Somalian Silver Exchange
2026 will be the year of rude awakenings. The systemic fraud and financial malfeasance that has kept the global monetary system in a sanctuary free from the consequences of economic reality will be exposed for all to see. The world will soon realize that our currency is about as trustworthy as a Somalian daycare center.
Fraud is to be expected in an economic system that is built on faith. Especially when it is embedded within a low-trust society. Wherever there is opportunity for fraud, you will undoubtedly discover someone taking advantage.
Government grants are rife with fraud by design because the success of a program is determined by its volume. Politicians are incentivized to extend benefits to as many people as possible and have little disposition to catch the charlatans abusing their coveted program.
“Look at all these people we are helping!” They revel in victory on the perpetual campaign trail as thousands of unworthy recipients steal from unwilling taxpayers.
The goal is to acquire voters. The cost or effectiveness of a program is an afterthought. Therefore, there is not only unlimited opportunity from bottomless budgets but also very limited risk in getting caught or jailed. Even those deserving of benefits will stretch the truth to qualify for benefits that immigrants are getting with fake documentation. Ironically, the greater the “success” a grant program experiences, the more profound and widespread the hardship becomes.
The grant, which was supposed to alleviate cost burdens, has made the service more expensive for nonrecipients, while generations of third-world settlers rapidly occupy the neighborhood, adorning the existing inhabitants with quality childcare jobs that don’t exist.
---
• _Instructions_:
1) According to the essay on fraud and the monetary system, why are government grants rife with fraud by design?
2) Carry the essay on fraud and the monetary system forward from its last sentence.
None of the records below are needed.

• _Records_:
---
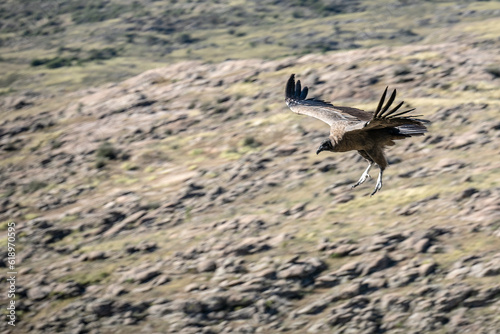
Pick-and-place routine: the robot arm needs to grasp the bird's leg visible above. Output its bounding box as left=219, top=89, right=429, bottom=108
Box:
left=370, top=168, right=384, bottom=196
left=351, top=161, right=373, bottom=188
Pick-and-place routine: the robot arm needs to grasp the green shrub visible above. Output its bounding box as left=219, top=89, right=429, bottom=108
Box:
---
• _Expected outputs_:
1) Because the success of a program is determined by its volume.

2)
The absurd abuse of government grants extends far beyond the recent discoveries in Minnesota, but that revelation uncovers a whole lot more than just misallocated taxpayer funds. If all those businesses are fake, so is the job creation reported in the U.S. labor statistics. Only God knows the magnitude of misreporting for vital economic data.
We already know that government jobs account for roughly 15% of all new employment created in the last 5 years. In the private sector, the largest growth segment was health care and social assistance, which is evidently subsidized by grant programs vulnerable to fraud. How much of that growth is even real?
Is the labor market in a full-blown recession concealed by cosmic amounts of “employment” that provides zero service to communities and steals money from the taxpayer?
This is just the first thread in the great unraveling of economic stagflation. Once the extent of this fraud is quantified and extrapolated nationally, the populace will finally realize the economy is held up entirely by the degradation of their currency.
All this irresponsible government spending is appropriating capital from the productive economy to fund the fake economy of handouts and fraud. Moreover, when they run out of taxpayer dollars, they just print it out of thin air, further inflating the currency and destroying our purchasing power. Real economic growth collapses as fake growth expands, sending us into a doom loop of debt and unaffordability.
The warning signs of stagflation are already flashing bright red, and even those signals are manipulated by a whole different kind of egregious fraud in the commodity markets.
The monetary system is on the verge of total collapse because it is losing the one thing that has kept it alive for decades. Confidence. All the fraud that is uncovered, the realizations of endless inflation, and the loss of faith in governments will set off a mad dash away from fiat currency.
The smart money is already ditching their dying fiat currency for hard assets like silver, which skyrocketed 150% to $75 an ounce in under a year. This price is hilariously understated based on the demand for physical silver, which is trading for over $135 in some countries. The discrepancy stems from corrupt financialization, where Wall Street super banks are conducting their own type of Somalian daycare fraud.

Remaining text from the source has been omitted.